Extract every line in the records below that contains the string "POST".

Data for this exercise:
↓

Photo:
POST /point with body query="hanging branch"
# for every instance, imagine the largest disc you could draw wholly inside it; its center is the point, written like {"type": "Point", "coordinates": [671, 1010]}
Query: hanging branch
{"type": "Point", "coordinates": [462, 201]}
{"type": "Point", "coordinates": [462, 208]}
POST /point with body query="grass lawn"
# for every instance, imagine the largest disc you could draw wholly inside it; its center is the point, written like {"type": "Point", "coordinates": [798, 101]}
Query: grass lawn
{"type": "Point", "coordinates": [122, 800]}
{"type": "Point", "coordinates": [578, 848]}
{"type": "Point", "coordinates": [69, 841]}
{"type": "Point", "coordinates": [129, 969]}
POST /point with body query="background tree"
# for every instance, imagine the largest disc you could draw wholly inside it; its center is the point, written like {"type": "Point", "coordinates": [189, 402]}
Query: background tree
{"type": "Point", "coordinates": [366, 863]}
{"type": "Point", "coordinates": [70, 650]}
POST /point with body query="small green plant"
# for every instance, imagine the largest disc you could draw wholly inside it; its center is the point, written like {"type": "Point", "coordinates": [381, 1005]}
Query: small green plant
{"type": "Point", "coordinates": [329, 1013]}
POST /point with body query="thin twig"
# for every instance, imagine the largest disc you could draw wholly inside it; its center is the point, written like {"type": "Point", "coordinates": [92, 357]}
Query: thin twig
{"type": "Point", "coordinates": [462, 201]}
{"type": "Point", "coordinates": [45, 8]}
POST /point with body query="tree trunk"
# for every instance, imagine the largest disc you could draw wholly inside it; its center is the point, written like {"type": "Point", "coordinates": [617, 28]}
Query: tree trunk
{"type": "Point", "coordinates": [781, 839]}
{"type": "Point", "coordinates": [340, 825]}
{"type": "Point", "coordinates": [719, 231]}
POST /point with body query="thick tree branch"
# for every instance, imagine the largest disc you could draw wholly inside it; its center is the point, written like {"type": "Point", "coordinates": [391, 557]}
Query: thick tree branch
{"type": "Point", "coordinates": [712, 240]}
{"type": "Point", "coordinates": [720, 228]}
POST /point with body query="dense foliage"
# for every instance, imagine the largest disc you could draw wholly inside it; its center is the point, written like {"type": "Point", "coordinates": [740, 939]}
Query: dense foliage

↑

Exercise response:
POST /point with body query="hanging branch"
POST /point with body query="grass lawn"
POST /point with body query="background tree"
POST /point with body query="small green plant"
POST /point with body query="thin twig"
POST /point with body query="tree trunk"
POST /point with body query="thick tree branch"
POST /point with body query="dense foliage"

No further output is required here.